● Instructions to follow: Copy out only the lines running from the one that contains "of the parked" through the end of the listing. Pictures stay out.
++++ Data to process ++++
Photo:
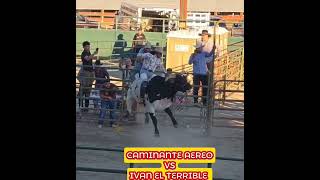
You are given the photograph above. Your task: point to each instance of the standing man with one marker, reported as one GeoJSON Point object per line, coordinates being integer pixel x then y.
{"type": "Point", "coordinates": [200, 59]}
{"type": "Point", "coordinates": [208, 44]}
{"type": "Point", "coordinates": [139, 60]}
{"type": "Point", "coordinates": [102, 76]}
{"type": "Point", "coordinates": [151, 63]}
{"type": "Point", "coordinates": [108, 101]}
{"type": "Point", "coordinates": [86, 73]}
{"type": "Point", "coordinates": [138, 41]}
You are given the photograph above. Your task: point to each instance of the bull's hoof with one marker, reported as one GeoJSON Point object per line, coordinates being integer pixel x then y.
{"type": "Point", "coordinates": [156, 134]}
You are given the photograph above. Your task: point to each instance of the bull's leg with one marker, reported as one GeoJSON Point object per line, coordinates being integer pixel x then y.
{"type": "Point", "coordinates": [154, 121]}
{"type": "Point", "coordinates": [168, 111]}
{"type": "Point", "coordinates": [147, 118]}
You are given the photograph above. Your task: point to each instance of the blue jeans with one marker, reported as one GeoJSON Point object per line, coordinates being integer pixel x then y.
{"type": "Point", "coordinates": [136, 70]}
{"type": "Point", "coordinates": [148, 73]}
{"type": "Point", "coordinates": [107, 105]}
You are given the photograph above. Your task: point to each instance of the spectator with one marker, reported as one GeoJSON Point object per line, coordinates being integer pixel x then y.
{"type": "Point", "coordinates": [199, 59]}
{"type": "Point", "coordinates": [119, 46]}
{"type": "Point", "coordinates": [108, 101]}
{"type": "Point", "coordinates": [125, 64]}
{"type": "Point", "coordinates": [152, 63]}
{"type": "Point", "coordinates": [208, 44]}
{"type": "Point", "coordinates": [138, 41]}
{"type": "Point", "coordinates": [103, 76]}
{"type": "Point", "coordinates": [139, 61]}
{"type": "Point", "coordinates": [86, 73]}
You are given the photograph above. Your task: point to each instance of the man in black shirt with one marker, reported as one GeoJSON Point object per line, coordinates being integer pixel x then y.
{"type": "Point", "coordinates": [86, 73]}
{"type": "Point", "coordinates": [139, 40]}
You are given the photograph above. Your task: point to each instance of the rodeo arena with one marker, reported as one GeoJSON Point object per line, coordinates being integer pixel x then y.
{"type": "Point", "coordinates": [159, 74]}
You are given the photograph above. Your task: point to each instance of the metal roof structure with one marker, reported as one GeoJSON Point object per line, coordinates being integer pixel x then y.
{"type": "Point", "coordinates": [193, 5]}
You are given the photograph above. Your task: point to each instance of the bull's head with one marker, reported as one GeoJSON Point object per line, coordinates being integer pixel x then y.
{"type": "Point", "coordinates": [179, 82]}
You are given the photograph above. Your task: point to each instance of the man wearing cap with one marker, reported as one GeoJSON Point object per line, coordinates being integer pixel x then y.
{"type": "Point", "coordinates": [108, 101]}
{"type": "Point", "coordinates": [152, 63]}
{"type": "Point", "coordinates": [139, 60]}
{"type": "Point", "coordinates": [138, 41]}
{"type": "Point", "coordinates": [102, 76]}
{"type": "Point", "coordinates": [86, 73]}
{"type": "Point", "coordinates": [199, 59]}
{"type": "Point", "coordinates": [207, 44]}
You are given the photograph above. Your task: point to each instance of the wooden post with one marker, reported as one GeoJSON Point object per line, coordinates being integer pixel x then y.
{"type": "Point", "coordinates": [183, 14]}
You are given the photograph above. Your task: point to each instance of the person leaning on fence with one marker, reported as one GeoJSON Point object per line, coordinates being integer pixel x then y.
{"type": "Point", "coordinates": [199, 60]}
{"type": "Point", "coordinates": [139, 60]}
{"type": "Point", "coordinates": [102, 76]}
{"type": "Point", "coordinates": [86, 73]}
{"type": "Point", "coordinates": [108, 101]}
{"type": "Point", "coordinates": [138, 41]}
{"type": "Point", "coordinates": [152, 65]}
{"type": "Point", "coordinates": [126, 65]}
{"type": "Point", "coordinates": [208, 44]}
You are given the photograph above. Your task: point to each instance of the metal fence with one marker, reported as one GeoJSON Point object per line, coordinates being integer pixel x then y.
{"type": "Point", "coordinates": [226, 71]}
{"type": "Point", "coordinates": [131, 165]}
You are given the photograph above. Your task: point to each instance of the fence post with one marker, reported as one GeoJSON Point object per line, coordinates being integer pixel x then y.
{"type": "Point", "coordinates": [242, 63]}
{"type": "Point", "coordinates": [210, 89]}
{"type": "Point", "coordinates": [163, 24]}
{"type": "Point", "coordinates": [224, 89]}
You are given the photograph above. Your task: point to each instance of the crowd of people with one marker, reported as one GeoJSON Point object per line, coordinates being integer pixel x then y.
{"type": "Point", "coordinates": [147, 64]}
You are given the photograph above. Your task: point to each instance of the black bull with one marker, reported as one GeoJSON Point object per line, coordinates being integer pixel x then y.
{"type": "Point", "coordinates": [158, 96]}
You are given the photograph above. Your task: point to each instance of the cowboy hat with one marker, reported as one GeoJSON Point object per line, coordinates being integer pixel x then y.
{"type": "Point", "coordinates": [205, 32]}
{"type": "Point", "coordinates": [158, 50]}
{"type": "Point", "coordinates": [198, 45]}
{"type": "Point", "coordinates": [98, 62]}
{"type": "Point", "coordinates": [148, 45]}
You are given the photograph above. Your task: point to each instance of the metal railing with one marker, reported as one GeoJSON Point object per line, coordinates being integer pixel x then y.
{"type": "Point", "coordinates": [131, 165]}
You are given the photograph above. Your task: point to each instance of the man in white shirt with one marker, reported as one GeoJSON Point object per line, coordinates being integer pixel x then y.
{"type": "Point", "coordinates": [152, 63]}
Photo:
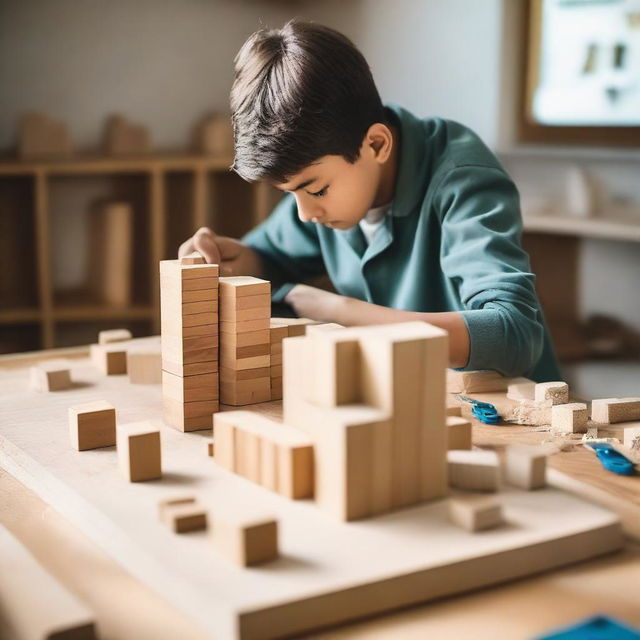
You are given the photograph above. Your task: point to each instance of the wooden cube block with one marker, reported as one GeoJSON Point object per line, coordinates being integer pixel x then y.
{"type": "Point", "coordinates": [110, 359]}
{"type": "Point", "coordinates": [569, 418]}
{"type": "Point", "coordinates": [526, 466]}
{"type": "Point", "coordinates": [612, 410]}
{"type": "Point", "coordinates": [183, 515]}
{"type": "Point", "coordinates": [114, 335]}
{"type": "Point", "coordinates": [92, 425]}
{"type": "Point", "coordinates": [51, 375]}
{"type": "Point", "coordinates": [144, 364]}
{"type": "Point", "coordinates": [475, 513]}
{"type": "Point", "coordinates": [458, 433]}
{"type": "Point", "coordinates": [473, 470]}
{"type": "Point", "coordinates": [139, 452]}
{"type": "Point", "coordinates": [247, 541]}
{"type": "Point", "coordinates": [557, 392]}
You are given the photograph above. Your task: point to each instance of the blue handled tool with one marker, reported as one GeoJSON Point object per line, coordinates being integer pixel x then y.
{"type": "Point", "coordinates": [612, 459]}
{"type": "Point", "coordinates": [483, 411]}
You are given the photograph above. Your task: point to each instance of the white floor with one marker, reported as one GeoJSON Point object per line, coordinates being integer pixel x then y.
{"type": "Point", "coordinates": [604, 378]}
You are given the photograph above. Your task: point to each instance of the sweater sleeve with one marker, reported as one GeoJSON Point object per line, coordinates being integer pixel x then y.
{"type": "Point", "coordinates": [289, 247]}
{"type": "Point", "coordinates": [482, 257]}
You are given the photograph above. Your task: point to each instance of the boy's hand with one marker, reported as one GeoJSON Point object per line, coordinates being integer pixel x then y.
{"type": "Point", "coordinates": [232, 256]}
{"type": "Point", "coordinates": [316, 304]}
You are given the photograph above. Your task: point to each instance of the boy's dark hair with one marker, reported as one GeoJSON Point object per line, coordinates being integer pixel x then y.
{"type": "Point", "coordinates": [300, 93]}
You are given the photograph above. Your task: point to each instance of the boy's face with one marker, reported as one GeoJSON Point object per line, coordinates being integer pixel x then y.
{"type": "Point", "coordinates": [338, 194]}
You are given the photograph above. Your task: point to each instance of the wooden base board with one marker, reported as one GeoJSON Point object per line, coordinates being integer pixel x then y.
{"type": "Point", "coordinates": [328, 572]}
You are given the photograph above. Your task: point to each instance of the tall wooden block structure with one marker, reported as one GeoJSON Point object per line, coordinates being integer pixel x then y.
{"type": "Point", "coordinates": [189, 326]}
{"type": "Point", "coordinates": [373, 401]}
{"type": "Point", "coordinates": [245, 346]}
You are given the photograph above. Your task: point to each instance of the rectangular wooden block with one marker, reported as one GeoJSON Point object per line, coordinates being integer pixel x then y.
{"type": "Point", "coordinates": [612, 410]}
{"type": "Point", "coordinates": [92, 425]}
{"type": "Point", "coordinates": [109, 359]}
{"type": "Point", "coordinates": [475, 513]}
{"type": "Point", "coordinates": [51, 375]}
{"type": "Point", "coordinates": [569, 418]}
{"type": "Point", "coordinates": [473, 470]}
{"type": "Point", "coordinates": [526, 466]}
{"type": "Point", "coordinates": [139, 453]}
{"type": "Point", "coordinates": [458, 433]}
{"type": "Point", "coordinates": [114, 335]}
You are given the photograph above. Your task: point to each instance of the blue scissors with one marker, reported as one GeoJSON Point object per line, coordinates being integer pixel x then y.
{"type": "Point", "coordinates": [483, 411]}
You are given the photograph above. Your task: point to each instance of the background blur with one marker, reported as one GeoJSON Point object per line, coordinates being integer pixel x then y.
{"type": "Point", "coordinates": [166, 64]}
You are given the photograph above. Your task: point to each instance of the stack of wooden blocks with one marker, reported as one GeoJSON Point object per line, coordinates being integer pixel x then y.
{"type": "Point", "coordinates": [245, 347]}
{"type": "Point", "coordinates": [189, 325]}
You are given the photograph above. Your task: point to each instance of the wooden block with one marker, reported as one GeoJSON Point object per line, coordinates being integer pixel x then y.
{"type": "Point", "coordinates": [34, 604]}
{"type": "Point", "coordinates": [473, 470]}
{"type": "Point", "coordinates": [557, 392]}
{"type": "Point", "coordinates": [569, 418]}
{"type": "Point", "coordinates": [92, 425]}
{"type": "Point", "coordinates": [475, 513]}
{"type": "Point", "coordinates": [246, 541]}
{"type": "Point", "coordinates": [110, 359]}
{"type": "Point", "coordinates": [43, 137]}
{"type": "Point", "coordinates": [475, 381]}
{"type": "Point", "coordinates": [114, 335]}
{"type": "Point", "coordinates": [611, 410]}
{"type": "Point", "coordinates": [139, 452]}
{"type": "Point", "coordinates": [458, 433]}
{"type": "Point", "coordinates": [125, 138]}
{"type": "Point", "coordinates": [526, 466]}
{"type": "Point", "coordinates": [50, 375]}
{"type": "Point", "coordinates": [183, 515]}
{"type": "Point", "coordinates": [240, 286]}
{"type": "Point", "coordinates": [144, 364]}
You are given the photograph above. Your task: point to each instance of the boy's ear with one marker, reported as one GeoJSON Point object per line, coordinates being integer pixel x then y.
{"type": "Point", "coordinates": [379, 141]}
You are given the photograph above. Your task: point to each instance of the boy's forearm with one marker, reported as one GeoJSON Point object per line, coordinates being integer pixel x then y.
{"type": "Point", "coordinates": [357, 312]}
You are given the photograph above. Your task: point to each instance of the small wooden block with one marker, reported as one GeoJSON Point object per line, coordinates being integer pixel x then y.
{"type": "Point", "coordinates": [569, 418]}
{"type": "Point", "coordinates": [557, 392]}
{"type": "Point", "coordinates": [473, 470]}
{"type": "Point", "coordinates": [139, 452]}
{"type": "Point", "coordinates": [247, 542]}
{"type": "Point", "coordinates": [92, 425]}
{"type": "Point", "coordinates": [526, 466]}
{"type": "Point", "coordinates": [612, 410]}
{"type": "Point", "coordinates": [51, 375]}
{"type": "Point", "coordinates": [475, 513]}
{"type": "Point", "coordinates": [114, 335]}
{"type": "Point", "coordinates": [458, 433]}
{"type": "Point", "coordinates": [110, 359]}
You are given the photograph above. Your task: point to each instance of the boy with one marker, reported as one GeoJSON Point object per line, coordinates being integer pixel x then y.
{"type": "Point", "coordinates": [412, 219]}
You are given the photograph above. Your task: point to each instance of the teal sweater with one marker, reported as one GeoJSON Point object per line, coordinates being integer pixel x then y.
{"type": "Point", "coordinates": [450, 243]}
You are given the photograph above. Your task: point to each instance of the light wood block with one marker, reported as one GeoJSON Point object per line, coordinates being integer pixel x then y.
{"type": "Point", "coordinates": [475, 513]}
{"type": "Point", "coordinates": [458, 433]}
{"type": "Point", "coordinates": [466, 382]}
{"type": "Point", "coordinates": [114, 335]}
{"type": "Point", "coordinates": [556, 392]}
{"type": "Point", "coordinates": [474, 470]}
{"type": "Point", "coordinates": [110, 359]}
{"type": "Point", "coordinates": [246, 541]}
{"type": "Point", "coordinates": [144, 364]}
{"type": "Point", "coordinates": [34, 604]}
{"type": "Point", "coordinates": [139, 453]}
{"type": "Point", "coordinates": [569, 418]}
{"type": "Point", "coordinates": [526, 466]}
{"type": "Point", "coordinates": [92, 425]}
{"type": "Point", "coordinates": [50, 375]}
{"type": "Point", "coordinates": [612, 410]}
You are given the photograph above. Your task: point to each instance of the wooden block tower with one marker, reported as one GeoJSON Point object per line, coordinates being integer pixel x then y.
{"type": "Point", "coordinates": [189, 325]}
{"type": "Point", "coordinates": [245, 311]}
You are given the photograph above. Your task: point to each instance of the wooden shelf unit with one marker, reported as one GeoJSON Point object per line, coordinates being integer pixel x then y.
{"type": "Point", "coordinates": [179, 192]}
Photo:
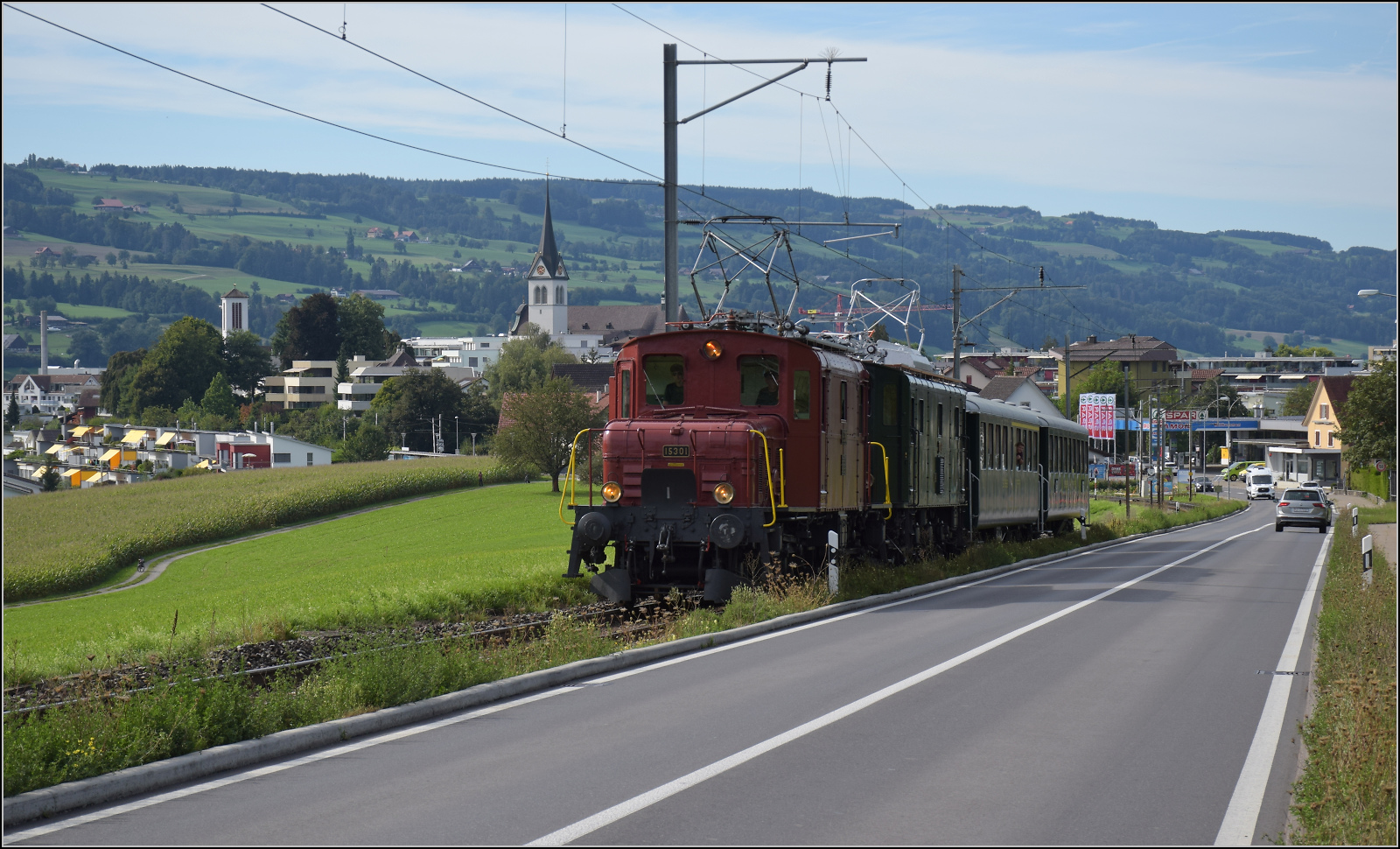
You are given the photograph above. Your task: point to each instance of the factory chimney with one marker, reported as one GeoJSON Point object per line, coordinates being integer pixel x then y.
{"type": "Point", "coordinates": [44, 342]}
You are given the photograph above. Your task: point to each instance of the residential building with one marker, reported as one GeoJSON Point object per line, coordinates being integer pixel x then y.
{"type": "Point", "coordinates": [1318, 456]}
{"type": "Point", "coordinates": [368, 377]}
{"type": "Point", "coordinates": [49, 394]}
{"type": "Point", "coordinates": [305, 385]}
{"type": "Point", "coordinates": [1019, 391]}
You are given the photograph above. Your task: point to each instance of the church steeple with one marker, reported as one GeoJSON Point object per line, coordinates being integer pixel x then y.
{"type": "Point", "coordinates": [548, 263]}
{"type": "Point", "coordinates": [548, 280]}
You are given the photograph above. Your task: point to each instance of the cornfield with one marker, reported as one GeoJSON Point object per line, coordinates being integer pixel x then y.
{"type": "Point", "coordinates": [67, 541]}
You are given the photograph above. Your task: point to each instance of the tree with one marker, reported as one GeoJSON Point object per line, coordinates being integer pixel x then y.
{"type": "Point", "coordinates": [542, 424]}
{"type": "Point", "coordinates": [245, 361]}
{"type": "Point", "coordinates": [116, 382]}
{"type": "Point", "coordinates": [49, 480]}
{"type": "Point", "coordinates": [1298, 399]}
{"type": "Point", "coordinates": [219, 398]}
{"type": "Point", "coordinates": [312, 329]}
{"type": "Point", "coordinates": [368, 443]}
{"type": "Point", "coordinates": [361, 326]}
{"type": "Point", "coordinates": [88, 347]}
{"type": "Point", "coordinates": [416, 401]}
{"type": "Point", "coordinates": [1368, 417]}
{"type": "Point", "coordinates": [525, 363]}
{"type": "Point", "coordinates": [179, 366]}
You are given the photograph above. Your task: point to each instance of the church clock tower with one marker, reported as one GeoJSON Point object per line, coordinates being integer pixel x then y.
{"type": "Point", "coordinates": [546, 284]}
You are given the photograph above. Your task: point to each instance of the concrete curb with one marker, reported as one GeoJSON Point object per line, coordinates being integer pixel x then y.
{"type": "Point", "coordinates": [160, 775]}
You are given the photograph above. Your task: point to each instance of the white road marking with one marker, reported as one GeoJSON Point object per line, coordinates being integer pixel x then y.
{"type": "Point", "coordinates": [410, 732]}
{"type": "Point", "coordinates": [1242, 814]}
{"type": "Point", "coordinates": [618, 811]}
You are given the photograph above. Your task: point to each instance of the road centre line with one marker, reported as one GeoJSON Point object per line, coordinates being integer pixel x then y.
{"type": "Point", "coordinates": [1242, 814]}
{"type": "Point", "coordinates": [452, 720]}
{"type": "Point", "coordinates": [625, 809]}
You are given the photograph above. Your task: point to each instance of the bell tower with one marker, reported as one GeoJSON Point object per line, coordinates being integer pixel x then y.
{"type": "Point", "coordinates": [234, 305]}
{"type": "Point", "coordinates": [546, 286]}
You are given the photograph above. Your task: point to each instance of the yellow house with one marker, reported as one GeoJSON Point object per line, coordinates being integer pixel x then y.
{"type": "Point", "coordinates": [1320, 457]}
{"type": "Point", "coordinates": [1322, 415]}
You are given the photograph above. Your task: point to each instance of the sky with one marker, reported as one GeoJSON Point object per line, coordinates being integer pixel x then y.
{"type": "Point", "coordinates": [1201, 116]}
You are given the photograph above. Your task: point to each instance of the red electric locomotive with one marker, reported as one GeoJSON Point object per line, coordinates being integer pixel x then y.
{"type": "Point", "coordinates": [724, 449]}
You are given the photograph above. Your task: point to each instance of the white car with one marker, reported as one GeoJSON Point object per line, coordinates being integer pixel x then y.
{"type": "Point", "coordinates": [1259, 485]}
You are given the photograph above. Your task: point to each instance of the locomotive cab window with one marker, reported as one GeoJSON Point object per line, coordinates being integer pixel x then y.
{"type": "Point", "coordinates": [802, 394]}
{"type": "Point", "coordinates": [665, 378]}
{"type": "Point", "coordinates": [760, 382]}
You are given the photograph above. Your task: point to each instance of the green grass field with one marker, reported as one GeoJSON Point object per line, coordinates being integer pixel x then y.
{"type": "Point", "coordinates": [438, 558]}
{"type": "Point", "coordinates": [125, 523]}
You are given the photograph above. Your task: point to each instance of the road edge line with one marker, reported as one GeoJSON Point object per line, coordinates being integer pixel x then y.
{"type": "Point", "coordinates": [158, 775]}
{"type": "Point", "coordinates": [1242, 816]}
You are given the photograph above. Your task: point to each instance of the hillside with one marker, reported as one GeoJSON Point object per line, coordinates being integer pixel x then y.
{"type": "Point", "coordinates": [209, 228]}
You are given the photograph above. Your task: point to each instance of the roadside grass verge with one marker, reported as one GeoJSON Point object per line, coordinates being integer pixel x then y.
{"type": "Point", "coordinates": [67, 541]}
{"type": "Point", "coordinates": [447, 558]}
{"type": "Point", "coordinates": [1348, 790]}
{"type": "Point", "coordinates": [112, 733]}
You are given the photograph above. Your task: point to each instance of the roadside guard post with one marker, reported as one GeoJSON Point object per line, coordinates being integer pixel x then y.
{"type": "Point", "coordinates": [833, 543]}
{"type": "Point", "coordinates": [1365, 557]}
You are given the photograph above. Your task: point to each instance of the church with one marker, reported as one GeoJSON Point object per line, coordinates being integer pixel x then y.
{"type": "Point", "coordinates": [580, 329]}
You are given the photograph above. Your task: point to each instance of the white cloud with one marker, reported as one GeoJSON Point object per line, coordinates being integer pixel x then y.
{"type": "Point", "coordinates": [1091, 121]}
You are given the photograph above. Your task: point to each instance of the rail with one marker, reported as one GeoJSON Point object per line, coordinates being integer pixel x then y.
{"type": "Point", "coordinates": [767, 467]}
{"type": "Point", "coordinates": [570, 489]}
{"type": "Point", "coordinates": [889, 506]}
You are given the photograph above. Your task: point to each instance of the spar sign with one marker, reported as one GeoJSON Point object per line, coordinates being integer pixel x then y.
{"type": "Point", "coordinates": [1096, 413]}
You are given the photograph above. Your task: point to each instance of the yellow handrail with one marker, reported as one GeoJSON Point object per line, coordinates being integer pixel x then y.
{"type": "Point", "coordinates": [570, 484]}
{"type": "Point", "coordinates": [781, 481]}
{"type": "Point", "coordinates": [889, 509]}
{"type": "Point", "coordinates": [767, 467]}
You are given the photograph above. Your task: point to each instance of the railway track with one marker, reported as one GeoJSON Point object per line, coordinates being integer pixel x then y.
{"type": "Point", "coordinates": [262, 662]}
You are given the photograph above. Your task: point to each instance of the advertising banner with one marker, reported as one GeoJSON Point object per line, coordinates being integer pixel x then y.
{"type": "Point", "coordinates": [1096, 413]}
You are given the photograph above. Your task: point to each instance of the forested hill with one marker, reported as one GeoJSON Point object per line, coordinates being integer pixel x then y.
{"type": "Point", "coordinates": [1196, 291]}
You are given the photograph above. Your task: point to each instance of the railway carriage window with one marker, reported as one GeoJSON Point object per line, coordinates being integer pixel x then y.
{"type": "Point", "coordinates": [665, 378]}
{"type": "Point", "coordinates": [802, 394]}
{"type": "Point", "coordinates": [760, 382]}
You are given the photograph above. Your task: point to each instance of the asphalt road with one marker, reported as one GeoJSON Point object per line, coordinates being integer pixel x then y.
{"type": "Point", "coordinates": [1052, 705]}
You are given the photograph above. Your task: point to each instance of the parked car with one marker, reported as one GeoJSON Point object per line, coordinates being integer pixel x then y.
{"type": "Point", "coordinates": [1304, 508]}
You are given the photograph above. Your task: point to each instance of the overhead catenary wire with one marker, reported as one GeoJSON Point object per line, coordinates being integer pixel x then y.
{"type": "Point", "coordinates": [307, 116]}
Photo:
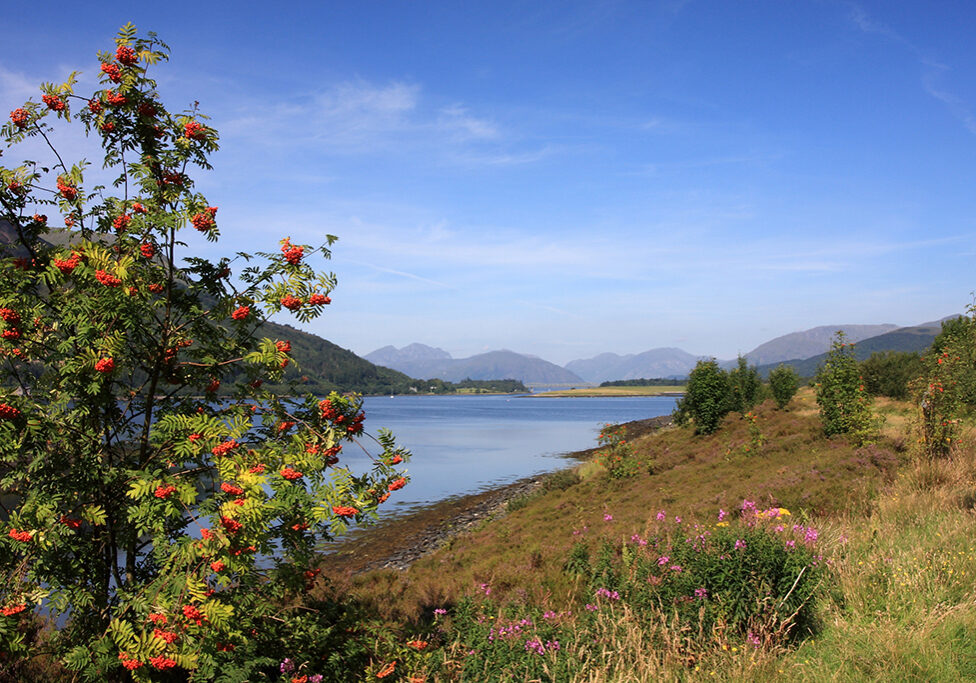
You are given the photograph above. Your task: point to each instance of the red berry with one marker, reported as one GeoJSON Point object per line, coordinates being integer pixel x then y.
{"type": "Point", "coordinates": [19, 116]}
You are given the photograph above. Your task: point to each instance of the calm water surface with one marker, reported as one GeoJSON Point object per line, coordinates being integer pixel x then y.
++++
● Exercise output:
You are given the photograph above. Your task: point to each instance of the parked car with one marker, reported as one GeoJSON Point object per line, coordinates being integer pixel x then y.
{"type": "Point", "coordinates": [1304, 508]}
You are given the photograph above. Your task: point to each instance of the overhead catenary wire with one marker, reported as one GeoJSON Point object per line, coordinates being integer pixel x then y.
{"type": "Point", "coordinates": [307, 116]}
Photo:
You are given the photograph above. Your task: point to each instance of the red berry with one marker, reported as one GeoJSON Point object per line, coordinates being integer pixel x then y.
{"type": "Point", "coordinates": [19, 116]}
You are given the photograph above. Your task: point to each instance of the calm water surface with one marker, reported as one GeoJSON Point object per line, coordinates being integer pixel x then y.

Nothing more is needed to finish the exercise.